We expect to introduce a proactive notification(event callback) mechanism.
For example, a hook can be introduced after a successful commit. External
processors interested in the commit, such as scheduling systems, can use
the hook as their own trigger. When a certain commit is completed, the
scheduling system can pull up the task of obtaining incremental data
through the API in the callback. Thereby completing the processing of
incremental data.

There is currently a `postCommit` method in Hudi's client module, and the
existing implementation is mainly used for compression and cleanup after
commit. And the triggering time is a little early. Not after everything is
processed, we found that it may still cause the rollback of the commit due
to the exception. We need to find a new location to trigger this hook to
ensure that the commit is deterministic.

This is one of our scene requirements, and it will be a very useful feature
combined with the incremental query, it can make the incremental processing
more timely.

We hope to hear what the community thinks of this proposal. Any comments
and opinions are appreciated.

Best,
Vino
  

Re: [DISCUSS] Introduce a write committed callback hook

Posted by Vinoth Chandar <vi...@apache.org>.
FWIW we built this out at Uber, at the ingest tool level (i.e
deltastreamer) and used it to notify the workflow scheduler to trigger
pipelines by data availability, and not by time.. So if we can do some
Airflow integration, that would be awesome (probably not in the scope of
this work may be).

Not sure if Nick is still actively following this list. This is a feature
he has brought up time and again as well.

On Sun, Jun 21, 2020 at 8:15 AM Shiyan Xu <xu...@gmail.com>
wrote:

> +1. It is a great complement to the pull model; helpful to fan-out
> scenarios
>
> On Sun, Jun 21, 2020 at 8:07 AM Bhavani Sudha <bh...@gmail.com>
> wrote:
>
> > +1 . I think this is a valid use case and would be useful in general.
> >
> > On Sun, Jun 21, 2020 at 7:11 AM Vinoth Chandar <vi...@apache.org>
> wrote:
> >
> > > +1 as well
> > >
> > > > We expect to introduce a proactive notification(event callback)
> > > mechanism. For example, a hook can be introduced after a successful
> > commit.
> > >
> > > This would be very useful. We could write to a variety of event bus-es
> > and
> > > notify new data arrival.
> > >
> > > On Sat, Jun 20, 2020 at 2:51 AM wangxianghu <wx...@126.com> wrote:
> > >
> > > > +1 for this, I think this is a feature worth doing.
> > > > Think about it in the filed of offline computing, data changes
> happens
> > > > hourly or daily, if there is no a notification mechanism to inform
> the
> > > > downstream,  then the tasks downstream will keeping running all the
> day
> > > > along, but the time really processing data maybe very short, this
> > > situation
> > > > will surely cause resource wastes.
..............................
#### [PROBLEMS TO SOLVE]
a) According to the Hudi commit-hook discussion, what is the existing `postCommit` method in Hudi's client module mainly used for?
b) Extend the Hudi commit-hook discussion beyond its final sentence.

#### [DATA EXTRACT]
..............................
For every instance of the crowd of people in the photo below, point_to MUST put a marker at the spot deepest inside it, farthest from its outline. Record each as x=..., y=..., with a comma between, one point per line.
..............................
#### [ANSWERS TO THE EXERCISE]
a) It is mainly used for compression and cleanup after commit.

b)
> > > > > 2020年6月20日 上午8:13,vino yang <vi...@apache.org> 写道:
> > > > >
> > > > > Hi all,
> > > > >
> > > > > Currently, we have a need to incrementally process and build a new
> > > table
> > > > > based on an original hoodie table. We expect that after a new
> commit
> > is
> > > > > completed on the original hoodie table, it could be retrieved ASAP,
> > so
> > > > that
> > > > > it can be used for incremental view queries. Based on the existing
> > > > > capabilities, one approach we can use is to continuously poll
> > Hoodie's
> > > > > Timeline to check for new commits. This is a very common processing
> > > way,
> > > > > but it will cause unnecessary waste of resources.
> > > > >
> > > > > We expect to introduce a proactive notification(event callback)
> > > > mechanism.
> > > > > For example, a hook can be introduced after a successful commit.
> > > External
> > > > > processors interested in the commit, such as scheduling systems,
> can
> > > use
> > > > > the hook as their own trigger. When a certain commit is completed,
> > the
> > > > > scheduling system can pull up the task of obtaining incremental
> data
> > > > > through the API in the callback. Thereby completing the processing
> of
> > > > > incremental data.
> > > > >
> > > > > There is currently a `postCommit` method in Hudi's client module,
> and
> > > the
> > > > > existing implementation is mainly used for compression and cleanup
> > > after
> > > > > commit. And the triggering time is a little early. Not after
> > everything
> > > > is
> > > > > processed, we found that it may still cause the rollback of the
> > commit
> > > > due
> > > > > to the exception. We need to find a new location to trigger this
> hook
> > > to
> > > > > ensure that the commit is deterministic.
> > > > >
> > > > > This is one of our scene requirements, and it will be a very useful
> > > > feature
> > > > > combined with the incremental query, it can make the incremental
> > > > processing
> > > > > more timely.
> > > > >
> > > > > We hope to hear what the community thinks of this proposal. Any
> > > comments
> > > > > and opinions are appreciated.
> > > > >
> > > > > Best,
> > > > > Vino
> > > >
> > > >
> > >
> >
>

Re: [DISCUSS] Introduce a write committed callback hook

Posted by Shiyan Xu <xu...@gmail.com>.
+1. It is a great complement to the pull model; helpful to fan-out scenarios

On Sun, Jun 21, 2020 at 8:07 AM Bhavani Sudha <bh...@gmail.com>
wrote:

> +1 . I think this is a valid use case and would be useful in general.
>
> On Sun, Jun 21, 2020 at 7:11 AM Vinoth Chandar <vi...@apache.org> wrote:
>
> > +1 as well
> >
> > > We expect to introduce a proactive notification(event callback)
> > mechanism. For example, a hook can be introduced after a successful
> commit.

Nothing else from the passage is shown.